---------- TEXT SHOWN

The standard of review an appellate court applies when
considering an order denying a suppression motion is well
established. An appellate court may consider only the
Commonwealth’s evidence and so much of the evidence for the
defense as remains uncontradicted when read in the context of
the record as a whole. Commonwealth v. Russo, 594 Pa. 119,
126, 934 A.2d 1199, 1203 (2007) (citing Commonwealth v.
Boczkowski, 577 Pa. 421, 846 A.2d 75 (2004)). Where the
record supports the factual findings of the suppression court, the
appellate court is bound by those facts and may reverse only if
the legal conclusions drawn therefrom are in error. Id. It is
also well settled that the appellate court is not bound by the
suppression court’s conclusions of law. Id. (citing
Commonwealth v. Duncan, 572 Pa. 438, 817 A.2d 455
(2003)). However, [w]hether a confession is constitutionally
admissible is a question of law and subject to plenary review.

--------------------
---------- GIVEN RECORDS

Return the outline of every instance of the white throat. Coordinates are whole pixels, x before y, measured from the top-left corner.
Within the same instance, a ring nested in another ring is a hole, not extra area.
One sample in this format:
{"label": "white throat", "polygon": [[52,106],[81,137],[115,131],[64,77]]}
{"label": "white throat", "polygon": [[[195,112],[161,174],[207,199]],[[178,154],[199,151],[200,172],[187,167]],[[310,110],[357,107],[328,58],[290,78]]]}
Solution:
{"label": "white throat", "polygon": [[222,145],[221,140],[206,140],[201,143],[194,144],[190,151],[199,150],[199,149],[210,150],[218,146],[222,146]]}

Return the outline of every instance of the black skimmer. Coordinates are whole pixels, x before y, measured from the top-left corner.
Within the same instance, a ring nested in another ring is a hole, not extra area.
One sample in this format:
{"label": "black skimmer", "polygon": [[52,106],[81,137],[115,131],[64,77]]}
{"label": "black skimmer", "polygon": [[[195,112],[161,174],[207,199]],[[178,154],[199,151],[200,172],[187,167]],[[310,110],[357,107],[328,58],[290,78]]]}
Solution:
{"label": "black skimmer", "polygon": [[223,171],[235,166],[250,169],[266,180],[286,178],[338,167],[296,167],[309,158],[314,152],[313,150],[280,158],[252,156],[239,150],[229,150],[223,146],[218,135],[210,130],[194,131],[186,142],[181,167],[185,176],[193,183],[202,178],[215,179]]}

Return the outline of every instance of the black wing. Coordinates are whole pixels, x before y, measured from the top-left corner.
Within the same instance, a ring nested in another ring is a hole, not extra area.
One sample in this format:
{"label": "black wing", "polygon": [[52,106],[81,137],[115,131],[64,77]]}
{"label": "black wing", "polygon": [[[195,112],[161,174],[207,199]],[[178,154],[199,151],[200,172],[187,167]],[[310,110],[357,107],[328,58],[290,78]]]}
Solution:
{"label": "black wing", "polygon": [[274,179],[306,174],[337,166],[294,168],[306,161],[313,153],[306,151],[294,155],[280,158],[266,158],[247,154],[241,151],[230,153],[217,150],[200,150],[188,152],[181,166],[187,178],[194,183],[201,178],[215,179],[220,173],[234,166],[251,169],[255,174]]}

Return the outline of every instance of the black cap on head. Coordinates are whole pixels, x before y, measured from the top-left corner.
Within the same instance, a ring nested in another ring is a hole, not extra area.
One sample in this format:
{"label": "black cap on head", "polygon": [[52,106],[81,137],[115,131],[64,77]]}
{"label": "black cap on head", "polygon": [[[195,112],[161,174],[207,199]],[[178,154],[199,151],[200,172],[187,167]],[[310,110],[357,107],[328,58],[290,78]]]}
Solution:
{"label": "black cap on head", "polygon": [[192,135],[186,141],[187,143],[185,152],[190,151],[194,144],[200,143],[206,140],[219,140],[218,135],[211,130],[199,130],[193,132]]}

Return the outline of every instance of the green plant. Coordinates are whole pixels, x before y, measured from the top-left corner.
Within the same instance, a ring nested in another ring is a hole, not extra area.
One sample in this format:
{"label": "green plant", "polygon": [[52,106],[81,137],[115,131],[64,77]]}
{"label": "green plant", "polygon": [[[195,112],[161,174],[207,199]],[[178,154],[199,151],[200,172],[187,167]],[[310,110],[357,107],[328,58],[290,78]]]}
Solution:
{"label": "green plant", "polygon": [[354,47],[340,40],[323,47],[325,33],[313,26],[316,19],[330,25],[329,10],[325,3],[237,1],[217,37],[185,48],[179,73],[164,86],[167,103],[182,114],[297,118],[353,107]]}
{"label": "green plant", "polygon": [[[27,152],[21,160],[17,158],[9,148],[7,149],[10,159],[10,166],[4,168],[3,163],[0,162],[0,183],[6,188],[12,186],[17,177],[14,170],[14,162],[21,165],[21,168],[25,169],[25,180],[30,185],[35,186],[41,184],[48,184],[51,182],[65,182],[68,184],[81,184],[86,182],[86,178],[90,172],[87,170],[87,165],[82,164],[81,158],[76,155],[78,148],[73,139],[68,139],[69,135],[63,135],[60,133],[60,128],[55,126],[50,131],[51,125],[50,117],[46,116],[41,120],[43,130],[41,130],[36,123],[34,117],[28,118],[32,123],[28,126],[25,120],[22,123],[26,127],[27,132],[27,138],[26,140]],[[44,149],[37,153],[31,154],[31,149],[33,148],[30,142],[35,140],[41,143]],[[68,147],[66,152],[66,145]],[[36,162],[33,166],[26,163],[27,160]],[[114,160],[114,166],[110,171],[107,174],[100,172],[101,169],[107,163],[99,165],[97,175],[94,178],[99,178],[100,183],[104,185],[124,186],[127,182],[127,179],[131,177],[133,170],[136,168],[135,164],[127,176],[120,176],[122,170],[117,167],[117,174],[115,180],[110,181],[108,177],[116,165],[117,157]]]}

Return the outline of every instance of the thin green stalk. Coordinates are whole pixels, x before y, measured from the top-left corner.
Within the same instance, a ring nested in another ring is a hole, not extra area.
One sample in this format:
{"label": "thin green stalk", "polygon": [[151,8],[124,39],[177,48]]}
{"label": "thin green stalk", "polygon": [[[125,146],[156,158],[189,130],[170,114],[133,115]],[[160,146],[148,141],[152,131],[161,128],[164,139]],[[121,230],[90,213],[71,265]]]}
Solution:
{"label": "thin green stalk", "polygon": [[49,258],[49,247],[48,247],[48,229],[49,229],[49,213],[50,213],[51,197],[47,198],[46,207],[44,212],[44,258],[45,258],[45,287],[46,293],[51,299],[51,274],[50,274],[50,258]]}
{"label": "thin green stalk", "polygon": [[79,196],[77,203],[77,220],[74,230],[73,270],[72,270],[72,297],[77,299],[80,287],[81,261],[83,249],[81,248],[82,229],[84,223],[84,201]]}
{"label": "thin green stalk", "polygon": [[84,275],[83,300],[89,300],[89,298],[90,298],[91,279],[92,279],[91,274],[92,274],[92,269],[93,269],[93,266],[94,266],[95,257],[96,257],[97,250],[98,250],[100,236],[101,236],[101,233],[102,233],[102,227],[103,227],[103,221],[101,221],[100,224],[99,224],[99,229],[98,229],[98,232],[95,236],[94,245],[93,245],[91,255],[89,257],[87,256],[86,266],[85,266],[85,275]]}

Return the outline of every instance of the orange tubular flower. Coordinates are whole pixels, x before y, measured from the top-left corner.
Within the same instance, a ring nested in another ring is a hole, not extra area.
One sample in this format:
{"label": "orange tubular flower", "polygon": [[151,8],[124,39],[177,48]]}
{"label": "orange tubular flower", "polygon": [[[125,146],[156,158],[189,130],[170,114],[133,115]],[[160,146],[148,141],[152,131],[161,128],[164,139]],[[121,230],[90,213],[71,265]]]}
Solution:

--------------------

Answer these from the passage on the standard of review above:
(a) What evidence may an appellate court consider when reviewing an order denying a suppression motion?
(b) In what year was Commonwealth v. Russo decided?
(c) What kind of question does the passage say the constitutional admissibility of a confession is?

(a) Only the Commonwealth's evidence and so much of the evidence for the defense as remains uncontradicted when read in the context of the record as a whole.
(b) 2007.
(c) A question of law, subject to plenary review.